What you have to do>
Lines with the word "kitten" are the answer; copy each of them from the data below.

+ + + + + + +

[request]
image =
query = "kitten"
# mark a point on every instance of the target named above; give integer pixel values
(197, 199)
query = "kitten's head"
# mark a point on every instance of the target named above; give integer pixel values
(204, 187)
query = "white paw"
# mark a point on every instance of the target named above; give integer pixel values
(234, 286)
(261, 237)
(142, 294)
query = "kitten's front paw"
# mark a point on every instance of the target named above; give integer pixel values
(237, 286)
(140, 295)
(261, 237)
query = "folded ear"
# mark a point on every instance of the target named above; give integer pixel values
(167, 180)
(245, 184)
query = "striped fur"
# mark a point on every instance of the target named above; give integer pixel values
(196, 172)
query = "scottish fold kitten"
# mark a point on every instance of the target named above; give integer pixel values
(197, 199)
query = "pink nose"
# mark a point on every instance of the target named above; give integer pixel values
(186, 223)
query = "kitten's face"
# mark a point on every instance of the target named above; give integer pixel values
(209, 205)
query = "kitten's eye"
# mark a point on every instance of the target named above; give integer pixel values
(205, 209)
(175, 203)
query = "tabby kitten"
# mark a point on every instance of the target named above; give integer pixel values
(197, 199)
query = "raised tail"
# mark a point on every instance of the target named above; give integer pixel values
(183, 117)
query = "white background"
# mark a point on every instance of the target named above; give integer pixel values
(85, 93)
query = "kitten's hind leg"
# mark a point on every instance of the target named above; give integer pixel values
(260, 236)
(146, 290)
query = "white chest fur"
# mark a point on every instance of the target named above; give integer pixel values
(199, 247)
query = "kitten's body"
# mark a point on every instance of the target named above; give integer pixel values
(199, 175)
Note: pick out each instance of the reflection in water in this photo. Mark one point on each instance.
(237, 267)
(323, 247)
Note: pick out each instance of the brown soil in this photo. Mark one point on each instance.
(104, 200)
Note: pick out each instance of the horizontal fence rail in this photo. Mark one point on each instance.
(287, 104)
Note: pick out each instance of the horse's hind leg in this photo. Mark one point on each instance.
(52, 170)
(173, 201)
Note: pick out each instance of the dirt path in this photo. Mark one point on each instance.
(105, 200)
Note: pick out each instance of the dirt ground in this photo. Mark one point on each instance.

+ + + + + + +

Exercise output>
query = "kitten"
query = "kitten's head"
query = "kitten's front paw"
query = "scottish fold kitten"
query = "kitten's face"
query = "kitten's eye"
query = "tabby kitten"
query = "kitten's hind leg"
query = "kitten's body"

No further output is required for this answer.